**What you will do**
A faithful transcription of the entries below is required.

**Exercise data**
──────

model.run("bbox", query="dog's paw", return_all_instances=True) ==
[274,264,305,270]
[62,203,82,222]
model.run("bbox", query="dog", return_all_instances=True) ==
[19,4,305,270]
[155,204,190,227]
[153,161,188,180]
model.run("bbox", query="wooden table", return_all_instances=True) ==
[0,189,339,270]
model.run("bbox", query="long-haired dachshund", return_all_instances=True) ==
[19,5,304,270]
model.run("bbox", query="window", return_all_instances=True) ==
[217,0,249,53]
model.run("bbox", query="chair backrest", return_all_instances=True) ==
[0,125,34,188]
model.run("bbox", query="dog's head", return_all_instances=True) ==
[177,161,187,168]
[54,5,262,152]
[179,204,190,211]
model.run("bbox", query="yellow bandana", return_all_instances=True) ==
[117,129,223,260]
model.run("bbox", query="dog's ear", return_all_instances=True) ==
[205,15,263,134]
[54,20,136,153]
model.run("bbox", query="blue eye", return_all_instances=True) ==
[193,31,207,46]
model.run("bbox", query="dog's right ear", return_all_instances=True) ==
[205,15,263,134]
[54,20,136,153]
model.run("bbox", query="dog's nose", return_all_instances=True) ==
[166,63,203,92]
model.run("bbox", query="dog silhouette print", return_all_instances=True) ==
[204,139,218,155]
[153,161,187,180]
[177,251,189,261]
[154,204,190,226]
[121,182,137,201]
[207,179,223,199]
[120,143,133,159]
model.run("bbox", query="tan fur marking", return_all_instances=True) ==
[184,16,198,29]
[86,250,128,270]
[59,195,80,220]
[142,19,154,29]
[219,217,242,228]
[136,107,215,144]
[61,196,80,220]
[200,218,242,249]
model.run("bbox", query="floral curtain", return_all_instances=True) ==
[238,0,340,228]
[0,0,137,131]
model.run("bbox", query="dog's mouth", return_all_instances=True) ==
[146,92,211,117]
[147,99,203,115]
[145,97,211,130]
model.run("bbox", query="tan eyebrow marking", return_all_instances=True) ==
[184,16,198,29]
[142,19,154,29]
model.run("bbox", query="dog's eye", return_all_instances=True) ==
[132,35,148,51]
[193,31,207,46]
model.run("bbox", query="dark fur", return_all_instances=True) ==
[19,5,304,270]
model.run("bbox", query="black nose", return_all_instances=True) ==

──────

**Output of the exercise**
model.run("bbox", query="dog's paw", return_all_instances=True) ==
[274,264,305,270]
[62,203,82,222]
model.run("bbox", query="dog", return_all_instances=True) ==
[19,4,305,270]
[155,204,190,227]
[153,161,188,180]
model.run("bbox", query="wooden table", return_all_instances=True) ==
[0,189,339,270]
model.run("bbox", query="long-haired dachshund", return_all_instances=True) ==
[19,5,304,270]
model.run("bbox", query="window", return_all_instances=True) ==
[217,0,249,53]
model.run("bbox", query="chair backrest", return_all_instances=True) ==
[0,125,34,188]
model.run("bbox", query="dog's head", return_all_instances=True) ==
[177,161,187,168]
[54,5,262,152]
[179,204,190,211]
model.run("bbox", query="yellow bandana", return_all_instances=True) ==
[117,129,223,260]
model.run("bbox", query="dog's ear", return_all_instances=True) ==
[205,15,263,134]
[54,20,136,153]
model.run("bbox", query="blue eye", return_all_instances=True) ==
[193,31,207,46]
model.run("bbox", query="dog's right ear", return_all_instances=True) ==
[205,15,263,134]
[54,20,136,153]
model.run("bbox", query="dog's nose", return_all_instances=True) ==
[166,63,203,92]
model.run("bbox", query="dog silhouette print", return_all_instances=True) ==
[204,139,218,155]
[153,161,187,180]
[177,251,189,261]
[154,204,190,226]
[121,182,137,201]
[207,179,223,199]
[120,143,133,159]
model.run("bbox", query="tan fur marking", return_all_instances=True) ==
[184,16,198,29]
[86,250,128,270]
[59,195,80,220]
[142,19,154,29]
[219,217,242,228]
[136,107,215,144]
[61,196,80,220]
[200,218,242,249]
model.run("bbox", query="floral curtain", return_all_instances=True) ==
[238,0,340,228]
[0,0,137,131]
model.run("bbox", query="dog's mouth", return_all_instances=True) ==
[146,92,211,117]
[147,99,203,115]
[145,97,211,130]
model.run("bbox", query="tan eyebrow marking", return_all_instances=True) ==
[184,16,198,29]
[142,19,154,29]
model.run("bbox", query="dog's eye", return_all_instances=True) ==
[132,35,148,51]
[193,31,207,46]
model.run("bbox", query="dark fur", return_all_instances=True) ==
[19,5,304,270]
model.run("bbox", query="black nose", return_all_instances=True) ==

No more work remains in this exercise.